→ **Information shown**
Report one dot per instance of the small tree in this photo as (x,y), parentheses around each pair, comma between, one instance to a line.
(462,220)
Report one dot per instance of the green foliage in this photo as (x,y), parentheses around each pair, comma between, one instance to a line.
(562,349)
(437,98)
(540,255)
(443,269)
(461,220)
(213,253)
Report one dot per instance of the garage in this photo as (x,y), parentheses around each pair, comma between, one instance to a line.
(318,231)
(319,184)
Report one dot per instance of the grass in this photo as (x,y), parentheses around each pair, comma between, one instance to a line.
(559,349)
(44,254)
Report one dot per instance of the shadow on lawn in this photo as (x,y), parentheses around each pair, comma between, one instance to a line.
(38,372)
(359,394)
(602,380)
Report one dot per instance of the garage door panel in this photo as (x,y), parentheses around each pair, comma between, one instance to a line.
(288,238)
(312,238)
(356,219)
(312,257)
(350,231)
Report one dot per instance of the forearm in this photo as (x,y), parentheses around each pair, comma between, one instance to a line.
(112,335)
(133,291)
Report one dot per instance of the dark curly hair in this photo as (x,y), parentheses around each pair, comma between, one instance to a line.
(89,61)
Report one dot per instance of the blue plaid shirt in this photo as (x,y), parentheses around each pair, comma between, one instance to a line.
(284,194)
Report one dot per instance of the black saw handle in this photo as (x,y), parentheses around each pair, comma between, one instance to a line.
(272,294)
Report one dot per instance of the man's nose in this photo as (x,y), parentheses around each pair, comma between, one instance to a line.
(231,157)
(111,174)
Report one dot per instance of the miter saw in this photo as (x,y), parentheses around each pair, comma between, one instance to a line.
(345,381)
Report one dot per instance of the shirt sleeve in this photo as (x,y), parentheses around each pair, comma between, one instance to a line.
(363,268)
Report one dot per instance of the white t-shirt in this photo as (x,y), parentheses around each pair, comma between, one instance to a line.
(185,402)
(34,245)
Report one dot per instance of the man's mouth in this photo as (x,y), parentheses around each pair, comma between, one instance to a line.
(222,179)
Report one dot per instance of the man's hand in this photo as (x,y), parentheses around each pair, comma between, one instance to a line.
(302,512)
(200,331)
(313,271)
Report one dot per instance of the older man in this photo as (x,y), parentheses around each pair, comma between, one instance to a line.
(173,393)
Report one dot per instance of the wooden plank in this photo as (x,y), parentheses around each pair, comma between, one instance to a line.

→ **Your instructions**
Can you turn the lines above into a Markdown table with the columns Row and Line, giving each row a number and leaving out any blank lines?

→ **Result of the exercise**
| Row | Line |
|---|---|
| 1 | Report one dot per instance of the small tree in this photo as (x,y), parentheses around each pair, comma between, one instance to a line. |
| 2 | (462,220) |
| 3 | Report one dot per instance of the green foliage in this photo as (x,y), parentheses around each pair, comma between, one instance to a line. |
| 4 | (562,349) |
| 5 | (437,98) |
| 6 | (540,255) |
| 7 | (443,269) |
| 8 | (461,220) |
| 9 | (213,253) |
| 10 | Report one dot per instance of the garage in this photo as (x,y), parentheses around each pair, comma between, one instance to a line. |
| 11 | (318,231) |
| 12 | (319,184) |
| 13 | Report one dot per instance of the grass in this photo as (x,y), parentheses around each pair, comma between, one instance to a line. |
| 14 | (559,349) |
| 15 | (44,254) |
| 16 | Report one dot per instance of the shadow on lawn in this photo as (x,y), parentheses around each pair, comma between, one instance to a line. |
| 17 | (38,372) |
| 18 | (359,394) |
| 19 | (602,380) |
| 20 | Report one dot per instance of the garage door panel in this photo as (x,y), parentheses around each pair, comma between, one instance to a line. |
| 21 | (288,238) |
| 22 | (312,238) |
| 23 | (356,219) |
| 24 | (312,257) |
| 25 | (350,231) |
| 26 | Report one dot per instance of the forearm in this photo as (x,y), parentheses around each pair, comma between, one instance to a line. |
| 27 | (112,335) |
| 28 | (133,291) |
| 29 | Report one dot per instance of the dark curly hair in this photo as (x,y), parentheses around each pair, comma between, one instance to a line. |
| 30 | (89,61) |
| 31 | Report one dot per instance of the blue plaid shirt in this photo as (x,y), parentheses around each pair, comma between, one instance to a line. |
| 32 | (284,194) |
| 33 | Report one dot per instance of the black saw handle in this photo as (x,y), parentheses around each pair, comma between, one instance to a line. |
| 34 | (272,294) |
| 35 | Report one dot per instance of the man's nose in this photo as (x,y), parentheses around each pair, comma between, one instance to a line. |
| 36 | (231,157) |
| 37 | (111,174) |
| 38 | Report one dot per instance of the miter saw in this photo as (x,y), parentheses around each pair, comma between, one instance to a line. |
| 39 | (345,381) |
| 40 | Report one dot per instance of the shirt sleeve in this photo as (x,y), parentheses around each pair, comma between, one instance to a line. |
| 41 | (363,268) |
| 42 | Report one dot per instance of the white t-shirt in this photo as (x,y), parentheses around each pair, comma between, one instance to a line. |
| 43 | (185,402) |
| 44 | (34,245) |
| 45 | Report one dot per instance of the man's mouth in this photo as (x,y), parentheses around each pair, comma between, one instance to a line. |
| 46 | (222,179) |
| 47 | Report one dot per instance of the man's hand in this photo as (x,y), parentheses around each pair, comma between, one instance to a line. |
| 48 | (302,512) |
| 49 | (200,331) |
| 50 | (313,271) |
| 51 | Report one dot per instance of the older man in this photo as (x,y), parentheses around each pair, comma between, one instance to a line. |
| 52 | (173,393) |
| 53 | Report one dot per instance of the wooden plank in this photo as (x,y), parentheses around each pair, comma between, one instance to a line. |